::: TEXT PASSAGE

Thus it is only in our societies like ours, with their wholesale manufacture of many different kinds of criminals, that punishment appears to be the only possible way to discourage "crime." From the left-libertarian perspective, however, the punitive approach is a band-aid measure that does not get to the real root of the problem -- a problem that lies in the structure of the system itself. The real solution is the creation of a non-hierarchical society based on communal ownership of productive assets, which, by eliminating poverty and the other negative effects of capitalism, would greatly reduce the incidence of criminal behaviour and so the need for punitive countermeasures.
Finally, two more points on private prisons. Firstly, as to the desirability of a "prison factory system," we will merely note that, given the capitalist principle of "grow-or-die," if punishing crime becomes a business, one can be sure that those who profit from it will find ways to ensure that the "criminal" population keeps expanding at a rate sufficient to maintain a high rate of profit and growth. After all, the logic of a "prison factory system" is self-defeating. If the aim of prison is to deter crime (as some claim) and if a private prison system will meet that aim, then a successful private prison system will stop crime, which, in turn, will put them out of business! Thus a "prison factory system" cannot aim to be efficient (i.e. stop crime).
Secondly, Caplan does not mention the effect of prison labour on the wages, job conditions and market position of workers. Having a sizeable proportion of the working population labouring in prison would have a serious impact on the bargaining power of workers. How could workers outside of prison compete with such a regime of labour discipline without submitting to prison-like conditions themselves? Unsurprisingly, US history again presents some insight into this. As Noam Chomsky notes, the "rapid industrial development in the southeastern region [of America] a century ago was based on (Black) convict labour, leased to the highest bidder." Chomsky quotes expert Alex Lichtenstein comments that Southern Industrialists pointed out that convict labour was "more reliable and productive than free labour" and that it overcomes the problem of labour turnover and instability. It also "remove[d] all danger and cost of strikes" and that it lowers wages for "free labour" (i.e. wage labour). The US Bureau of Labor reported that "mine owners [in Alabama] say they could not work at a profit without the lowering effect in wages of convict-labour competition." [The Umbrella of US Power, p. 32] v Needless to say, Caplan fails to mention this aspect of "anarcho"-capitalism (just as he fails to mention the example of Ford's private police state). Perhaps an "anarcho"-capitalist will say that prison labour will be less productive than wage labour and so workers have little to fear, but this makes little sense. If wage labour is more productive then prison labour will not find a market (and then what for the prisoners? Will profit-maximising companies really invest in an industry with such high over-heads as maintaining prisoners for free?). Thus it seems more than likely that any "prison-factory system" will be as productive as the surrounding wage-labour ones, thus forcing down their wages and the conditions of labour. For capitalists this would be ideal, however for the vast majority a different conclusion must be drawn.
"Probably the main division between the anarcho-capitalists stems from the apparent differences between Rothbard's natural-law anarchism, and David Friedman's more economistic approach. Rothbard puts more emphasis on the need for a generally recognised libertarian legal code (which he thinks could be developed fairly easily by purification of the Anglo-American common law), whereas Friedman focuses more intently on the possibility of plural legal systems co-existing and responding to the consumer demands of different elements of the population. The difference, however, is probably overstated. Rothbard believes that it is legitimate for consumer demand to determine the philosophically neutral content of the law, such as legal procedure, as well as technical issues of property right definition such as water law, mining law, etc. And Friedman admits that 'focal points' including prevalent norms are likely to circumscribe and somewhat standardise the menu of available legal codes."

::::::
::: ENTRIES SUPPLIED

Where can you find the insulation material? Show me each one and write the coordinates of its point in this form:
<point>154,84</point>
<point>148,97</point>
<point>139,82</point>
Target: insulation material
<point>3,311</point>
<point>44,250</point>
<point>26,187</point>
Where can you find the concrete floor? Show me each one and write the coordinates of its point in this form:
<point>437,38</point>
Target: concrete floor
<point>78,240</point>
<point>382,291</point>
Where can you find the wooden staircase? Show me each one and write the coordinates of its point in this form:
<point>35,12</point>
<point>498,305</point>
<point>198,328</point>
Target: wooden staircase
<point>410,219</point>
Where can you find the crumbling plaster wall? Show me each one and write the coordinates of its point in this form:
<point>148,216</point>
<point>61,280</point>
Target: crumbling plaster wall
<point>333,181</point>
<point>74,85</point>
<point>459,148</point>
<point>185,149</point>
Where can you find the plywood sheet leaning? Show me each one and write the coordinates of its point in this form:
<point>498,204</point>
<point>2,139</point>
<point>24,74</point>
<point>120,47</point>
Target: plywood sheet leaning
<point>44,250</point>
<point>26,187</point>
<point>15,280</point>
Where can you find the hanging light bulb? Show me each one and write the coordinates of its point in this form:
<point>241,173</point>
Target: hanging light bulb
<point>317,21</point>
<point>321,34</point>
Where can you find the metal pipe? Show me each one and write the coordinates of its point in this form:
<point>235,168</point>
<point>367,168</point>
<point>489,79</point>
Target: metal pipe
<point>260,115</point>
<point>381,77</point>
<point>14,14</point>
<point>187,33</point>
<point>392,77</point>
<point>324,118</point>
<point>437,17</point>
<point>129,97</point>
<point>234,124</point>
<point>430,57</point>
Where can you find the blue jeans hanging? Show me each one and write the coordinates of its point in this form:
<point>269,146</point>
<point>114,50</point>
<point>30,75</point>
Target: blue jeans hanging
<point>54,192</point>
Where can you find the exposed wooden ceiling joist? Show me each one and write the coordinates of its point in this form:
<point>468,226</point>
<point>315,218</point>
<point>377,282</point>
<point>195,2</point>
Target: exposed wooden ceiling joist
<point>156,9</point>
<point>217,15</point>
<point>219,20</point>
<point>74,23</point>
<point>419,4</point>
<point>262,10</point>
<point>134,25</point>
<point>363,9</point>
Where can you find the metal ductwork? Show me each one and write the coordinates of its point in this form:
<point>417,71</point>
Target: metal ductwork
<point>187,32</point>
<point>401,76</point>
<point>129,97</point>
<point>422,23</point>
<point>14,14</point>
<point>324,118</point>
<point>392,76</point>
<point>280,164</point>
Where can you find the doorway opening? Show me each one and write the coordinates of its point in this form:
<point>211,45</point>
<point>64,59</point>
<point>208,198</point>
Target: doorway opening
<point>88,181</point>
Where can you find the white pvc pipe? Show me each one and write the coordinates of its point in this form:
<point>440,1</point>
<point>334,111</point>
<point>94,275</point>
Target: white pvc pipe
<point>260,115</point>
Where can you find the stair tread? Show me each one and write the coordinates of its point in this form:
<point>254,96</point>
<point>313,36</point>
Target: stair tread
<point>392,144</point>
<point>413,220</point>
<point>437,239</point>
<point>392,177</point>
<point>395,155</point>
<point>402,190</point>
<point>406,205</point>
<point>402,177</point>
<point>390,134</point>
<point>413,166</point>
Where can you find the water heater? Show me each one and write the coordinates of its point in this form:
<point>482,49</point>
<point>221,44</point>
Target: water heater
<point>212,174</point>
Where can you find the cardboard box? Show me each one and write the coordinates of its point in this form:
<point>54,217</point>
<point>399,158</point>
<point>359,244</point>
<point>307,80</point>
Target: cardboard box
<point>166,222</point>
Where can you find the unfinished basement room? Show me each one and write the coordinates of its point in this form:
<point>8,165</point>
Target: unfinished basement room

::::::

◆ **SET TASK**: Please extend the passage on private prisons and anarcho-capitalism above, starting right after its final sentence.

◆ **THE RESULT**:
The argument that "consumer demand" would determine a "philosophically neutral" content of the law cannot be sustained. Any law code will reflect the philosophy of those who create it. Under "anarcho"-capitalism, as we have noted (see section F.6), the values of the capitalist rich will be dominant and will shape the law code and justice system, as they do now, only more so. The law code will therefore continue to give priority to the protection of private property over human values; those who have the most money will continue being able to hire the best lawyers; and the best (i.e. most highly paid) judges will be inclined to side with the wealthy and to rule in their interests, out of class loyalty (and personal interests).
Moreover, given that the law code exists to protect capitalist property rights, how can it be "philosophically neutral" with that basis? How would "competing" property frameworks co-exist? If a defence agency allowed squatting and another (hired by the property owner) did not, there is no way (bar force) a conflict could be resolved. Then the firm with the most resources would win. "Anarcho"-capitalism, in effect, smuggles into the foundation of their system a distinctly non-neutral philosophy, namely capitalism. Those who reject such a basis may end up sharing the fate of tribal peoples who rejected that system of property rights, for example, the Native Americans.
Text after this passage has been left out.